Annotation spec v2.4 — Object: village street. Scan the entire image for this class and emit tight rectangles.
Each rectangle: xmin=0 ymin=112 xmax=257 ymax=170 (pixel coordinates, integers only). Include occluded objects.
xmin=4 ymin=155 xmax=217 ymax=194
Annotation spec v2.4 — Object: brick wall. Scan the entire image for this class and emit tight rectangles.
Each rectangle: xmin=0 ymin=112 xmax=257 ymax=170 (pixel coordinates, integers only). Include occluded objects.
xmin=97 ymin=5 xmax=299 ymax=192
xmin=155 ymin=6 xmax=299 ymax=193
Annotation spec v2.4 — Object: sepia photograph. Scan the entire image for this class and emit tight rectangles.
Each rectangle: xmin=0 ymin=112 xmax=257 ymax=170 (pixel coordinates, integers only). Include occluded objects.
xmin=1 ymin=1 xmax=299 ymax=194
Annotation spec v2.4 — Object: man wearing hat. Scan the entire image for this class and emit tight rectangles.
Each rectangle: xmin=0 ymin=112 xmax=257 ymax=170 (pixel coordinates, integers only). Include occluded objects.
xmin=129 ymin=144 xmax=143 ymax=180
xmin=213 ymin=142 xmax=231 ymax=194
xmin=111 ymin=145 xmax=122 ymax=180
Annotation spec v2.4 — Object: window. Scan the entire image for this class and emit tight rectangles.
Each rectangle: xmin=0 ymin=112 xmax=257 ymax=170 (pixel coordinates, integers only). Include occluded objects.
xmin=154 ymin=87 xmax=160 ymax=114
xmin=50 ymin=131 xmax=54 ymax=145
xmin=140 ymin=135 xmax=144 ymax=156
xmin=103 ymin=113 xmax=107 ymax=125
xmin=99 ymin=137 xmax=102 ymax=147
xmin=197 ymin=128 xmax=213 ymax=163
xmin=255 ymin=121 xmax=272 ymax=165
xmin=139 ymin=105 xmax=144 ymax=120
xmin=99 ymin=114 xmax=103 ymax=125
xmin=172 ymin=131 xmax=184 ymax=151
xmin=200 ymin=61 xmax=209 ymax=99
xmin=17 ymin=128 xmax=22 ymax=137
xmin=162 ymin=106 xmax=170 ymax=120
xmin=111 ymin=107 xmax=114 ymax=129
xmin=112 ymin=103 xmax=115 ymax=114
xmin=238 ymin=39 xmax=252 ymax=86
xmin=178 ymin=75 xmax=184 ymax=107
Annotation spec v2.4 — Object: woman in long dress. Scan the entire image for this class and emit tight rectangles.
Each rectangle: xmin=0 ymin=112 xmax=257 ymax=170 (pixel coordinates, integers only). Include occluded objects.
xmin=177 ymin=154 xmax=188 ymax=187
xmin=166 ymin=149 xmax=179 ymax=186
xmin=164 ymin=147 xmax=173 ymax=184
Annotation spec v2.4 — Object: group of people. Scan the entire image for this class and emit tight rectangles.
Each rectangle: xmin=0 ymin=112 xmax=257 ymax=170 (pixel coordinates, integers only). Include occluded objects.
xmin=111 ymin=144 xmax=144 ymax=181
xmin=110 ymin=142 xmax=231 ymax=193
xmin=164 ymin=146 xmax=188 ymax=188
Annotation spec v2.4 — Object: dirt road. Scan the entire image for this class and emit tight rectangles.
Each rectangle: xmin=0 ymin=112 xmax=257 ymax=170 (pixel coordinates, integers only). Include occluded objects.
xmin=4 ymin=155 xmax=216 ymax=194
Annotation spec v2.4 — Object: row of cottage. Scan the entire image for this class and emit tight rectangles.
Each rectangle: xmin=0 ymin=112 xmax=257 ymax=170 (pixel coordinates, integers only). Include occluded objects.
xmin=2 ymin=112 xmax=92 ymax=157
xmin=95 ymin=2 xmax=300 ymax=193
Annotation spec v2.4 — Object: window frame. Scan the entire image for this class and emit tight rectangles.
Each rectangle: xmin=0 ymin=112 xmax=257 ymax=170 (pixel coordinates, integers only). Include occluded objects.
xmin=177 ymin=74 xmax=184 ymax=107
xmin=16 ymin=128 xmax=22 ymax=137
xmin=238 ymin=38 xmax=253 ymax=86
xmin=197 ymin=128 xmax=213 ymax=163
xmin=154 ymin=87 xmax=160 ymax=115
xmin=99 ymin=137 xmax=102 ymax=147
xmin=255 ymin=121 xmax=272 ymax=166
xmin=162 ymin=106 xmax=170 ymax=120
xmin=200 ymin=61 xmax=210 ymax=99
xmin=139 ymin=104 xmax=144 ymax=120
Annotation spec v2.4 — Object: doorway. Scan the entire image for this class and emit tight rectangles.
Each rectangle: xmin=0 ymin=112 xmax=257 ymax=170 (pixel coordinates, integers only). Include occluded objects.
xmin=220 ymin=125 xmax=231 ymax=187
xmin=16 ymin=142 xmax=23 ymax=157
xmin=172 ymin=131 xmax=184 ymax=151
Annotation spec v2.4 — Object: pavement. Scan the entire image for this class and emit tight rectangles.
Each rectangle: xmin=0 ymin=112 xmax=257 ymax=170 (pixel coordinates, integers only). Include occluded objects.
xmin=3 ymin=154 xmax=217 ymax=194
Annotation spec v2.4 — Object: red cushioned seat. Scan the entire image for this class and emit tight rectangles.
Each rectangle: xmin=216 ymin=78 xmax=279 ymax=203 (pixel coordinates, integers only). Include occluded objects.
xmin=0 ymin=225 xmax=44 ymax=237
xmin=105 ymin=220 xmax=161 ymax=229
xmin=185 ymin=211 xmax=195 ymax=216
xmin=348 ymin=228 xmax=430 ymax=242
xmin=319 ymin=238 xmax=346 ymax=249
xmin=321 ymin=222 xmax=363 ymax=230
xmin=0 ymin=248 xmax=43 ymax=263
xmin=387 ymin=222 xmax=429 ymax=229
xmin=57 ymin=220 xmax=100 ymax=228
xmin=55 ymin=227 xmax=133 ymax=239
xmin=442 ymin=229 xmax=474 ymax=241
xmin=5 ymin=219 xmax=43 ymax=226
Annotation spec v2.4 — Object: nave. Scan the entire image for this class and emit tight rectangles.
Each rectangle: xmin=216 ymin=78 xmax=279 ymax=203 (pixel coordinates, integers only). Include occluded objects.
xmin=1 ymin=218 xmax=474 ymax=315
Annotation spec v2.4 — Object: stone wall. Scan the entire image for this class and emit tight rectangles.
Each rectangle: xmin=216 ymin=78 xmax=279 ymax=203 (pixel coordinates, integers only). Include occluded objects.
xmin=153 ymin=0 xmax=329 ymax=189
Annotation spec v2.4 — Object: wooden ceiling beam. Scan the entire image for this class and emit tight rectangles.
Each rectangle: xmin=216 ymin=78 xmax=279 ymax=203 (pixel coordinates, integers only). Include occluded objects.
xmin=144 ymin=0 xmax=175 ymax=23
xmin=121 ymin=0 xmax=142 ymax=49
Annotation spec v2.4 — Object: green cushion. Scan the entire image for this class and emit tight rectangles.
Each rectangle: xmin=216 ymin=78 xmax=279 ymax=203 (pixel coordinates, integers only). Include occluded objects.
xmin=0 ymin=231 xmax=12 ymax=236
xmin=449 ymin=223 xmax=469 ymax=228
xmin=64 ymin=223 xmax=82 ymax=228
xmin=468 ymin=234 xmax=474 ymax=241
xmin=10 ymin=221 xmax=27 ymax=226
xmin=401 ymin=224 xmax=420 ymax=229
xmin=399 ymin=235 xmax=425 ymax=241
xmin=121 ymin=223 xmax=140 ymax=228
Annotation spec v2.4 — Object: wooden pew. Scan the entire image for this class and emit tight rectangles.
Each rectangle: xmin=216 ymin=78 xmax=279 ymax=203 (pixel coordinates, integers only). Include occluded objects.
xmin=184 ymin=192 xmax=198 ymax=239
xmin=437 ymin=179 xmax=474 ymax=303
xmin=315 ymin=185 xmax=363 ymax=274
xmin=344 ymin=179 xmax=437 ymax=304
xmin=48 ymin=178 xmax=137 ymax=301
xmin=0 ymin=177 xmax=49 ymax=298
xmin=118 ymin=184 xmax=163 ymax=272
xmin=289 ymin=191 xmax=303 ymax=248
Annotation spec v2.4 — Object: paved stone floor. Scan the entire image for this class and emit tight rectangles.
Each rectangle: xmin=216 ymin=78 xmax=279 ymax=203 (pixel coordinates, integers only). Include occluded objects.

**Assigned task**
For this exercise, output exactly the lines above from the line with "Annotation spec v2.4 — Object: doorway." to the line with "Annotation spec v2.4 — Object: pavement.", counting both, and leave out the rest.

**Reply to the exercise**
Annotation spec v2.4 — Object: doorway. Scan the entire image for this class and emit tight rectangles.
Each rectangle: xmin=0 ymin=112 xmax=257 ymax=170 (pixel coordinates, integers only). Include occluded objects.
xmin=220 ymin=125 xmax=231 ymax=187
xmin=16 ymin=142 xmax=23 ymax=157
xmin=172 ymin=131 xmax=184 ymax=151
Annotation spec v2.4 — Object: pavement. Scan the entire image for this class and emit tight rectangles.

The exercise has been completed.